■ Given records
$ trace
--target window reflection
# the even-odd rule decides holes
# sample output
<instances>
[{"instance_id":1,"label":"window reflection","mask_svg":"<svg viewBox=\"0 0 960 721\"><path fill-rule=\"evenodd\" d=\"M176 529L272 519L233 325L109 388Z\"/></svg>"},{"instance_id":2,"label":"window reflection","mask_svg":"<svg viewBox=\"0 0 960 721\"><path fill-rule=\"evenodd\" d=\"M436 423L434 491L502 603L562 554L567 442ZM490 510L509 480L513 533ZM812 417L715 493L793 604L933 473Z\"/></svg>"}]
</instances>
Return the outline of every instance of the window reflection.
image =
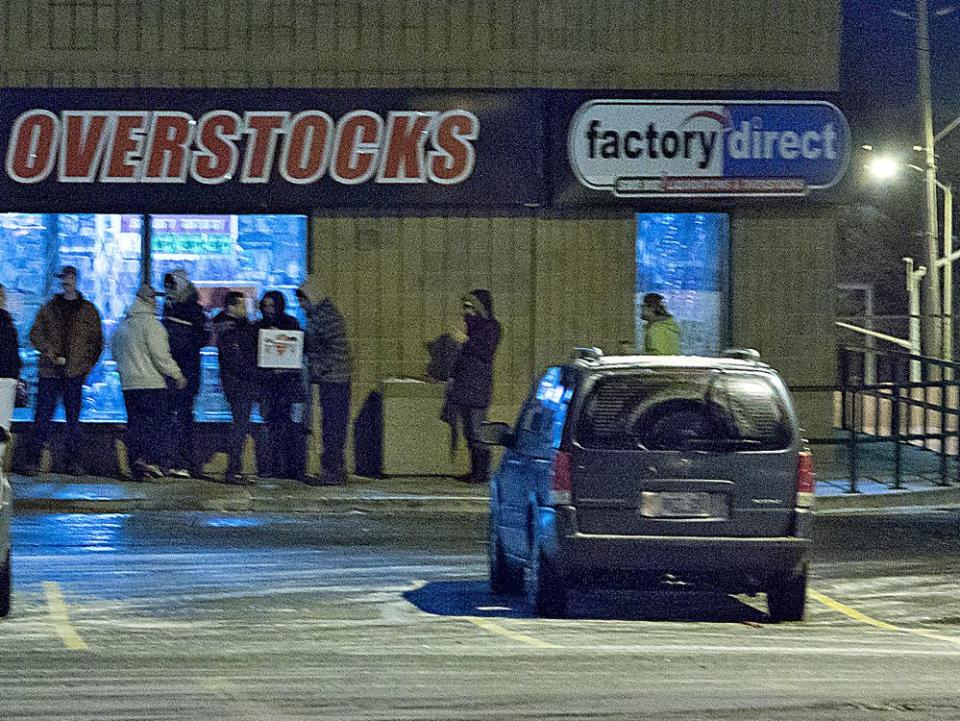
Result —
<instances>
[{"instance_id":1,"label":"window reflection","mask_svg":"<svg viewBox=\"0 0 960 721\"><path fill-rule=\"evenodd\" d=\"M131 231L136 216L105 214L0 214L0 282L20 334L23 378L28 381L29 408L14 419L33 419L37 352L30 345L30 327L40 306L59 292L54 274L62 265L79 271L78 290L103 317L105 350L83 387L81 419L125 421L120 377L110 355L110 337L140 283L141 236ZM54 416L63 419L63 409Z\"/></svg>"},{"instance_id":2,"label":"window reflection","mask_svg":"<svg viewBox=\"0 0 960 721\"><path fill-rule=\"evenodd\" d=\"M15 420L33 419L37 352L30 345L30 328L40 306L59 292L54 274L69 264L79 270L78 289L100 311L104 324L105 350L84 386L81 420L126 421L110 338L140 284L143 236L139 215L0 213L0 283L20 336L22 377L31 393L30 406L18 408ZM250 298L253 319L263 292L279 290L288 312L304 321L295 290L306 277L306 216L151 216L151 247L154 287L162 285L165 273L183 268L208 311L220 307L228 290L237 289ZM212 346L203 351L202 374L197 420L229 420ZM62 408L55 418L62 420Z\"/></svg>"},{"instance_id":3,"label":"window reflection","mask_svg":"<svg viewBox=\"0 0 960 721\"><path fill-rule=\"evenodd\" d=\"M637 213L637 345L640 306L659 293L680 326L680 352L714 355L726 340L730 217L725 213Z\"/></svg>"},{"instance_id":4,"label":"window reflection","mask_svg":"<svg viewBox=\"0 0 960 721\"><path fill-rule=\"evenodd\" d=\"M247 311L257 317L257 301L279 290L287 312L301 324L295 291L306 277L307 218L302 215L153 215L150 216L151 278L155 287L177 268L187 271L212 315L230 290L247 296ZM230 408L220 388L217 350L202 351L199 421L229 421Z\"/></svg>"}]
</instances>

---

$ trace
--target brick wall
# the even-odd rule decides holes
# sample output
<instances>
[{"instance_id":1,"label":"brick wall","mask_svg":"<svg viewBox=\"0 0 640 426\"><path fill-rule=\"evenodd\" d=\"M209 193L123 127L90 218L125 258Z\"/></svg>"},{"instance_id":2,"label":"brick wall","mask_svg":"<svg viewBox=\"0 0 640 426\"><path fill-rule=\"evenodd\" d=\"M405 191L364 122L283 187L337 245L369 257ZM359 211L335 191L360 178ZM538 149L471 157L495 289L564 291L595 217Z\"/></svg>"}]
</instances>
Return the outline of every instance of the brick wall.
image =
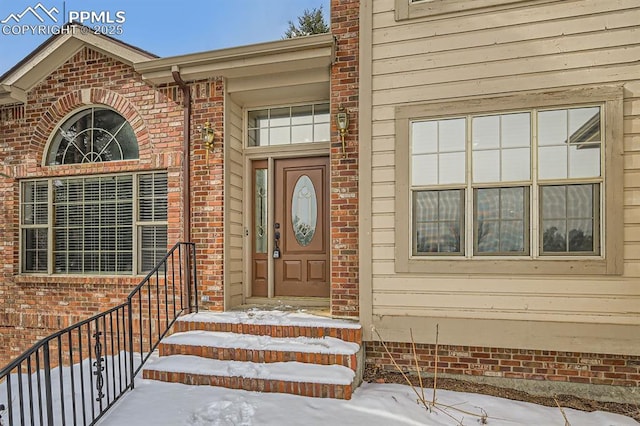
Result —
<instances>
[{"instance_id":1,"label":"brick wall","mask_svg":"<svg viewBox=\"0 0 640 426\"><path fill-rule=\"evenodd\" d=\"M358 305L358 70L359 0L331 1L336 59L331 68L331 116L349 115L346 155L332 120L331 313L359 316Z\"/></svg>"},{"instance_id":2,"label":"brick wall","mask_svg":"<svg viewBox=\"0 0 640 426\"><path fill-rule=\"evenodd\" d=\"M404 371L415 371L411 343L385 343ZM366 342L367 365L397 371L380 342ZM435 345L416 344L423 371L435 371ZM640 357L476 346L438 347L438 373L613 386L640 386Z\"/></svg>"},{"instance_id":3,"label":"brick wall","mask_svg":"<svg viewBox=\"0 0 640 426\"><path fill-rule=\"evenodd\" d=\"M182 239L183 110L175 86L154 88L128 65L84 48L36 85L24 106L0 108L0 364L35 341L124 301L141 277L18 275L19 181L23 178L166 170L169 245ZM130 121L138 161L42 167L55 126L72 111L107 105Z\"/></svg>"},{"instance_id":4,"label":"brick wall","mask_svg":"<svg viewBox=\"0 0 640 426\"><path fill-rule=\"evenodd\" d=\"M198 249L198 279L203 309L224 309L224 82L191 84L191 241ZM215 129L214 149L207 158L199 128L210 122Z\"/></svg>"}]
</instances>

■ Exercise details
For the data above, count every line in which the string "outline" appears, and answer with the count only.

■ Exercise output
2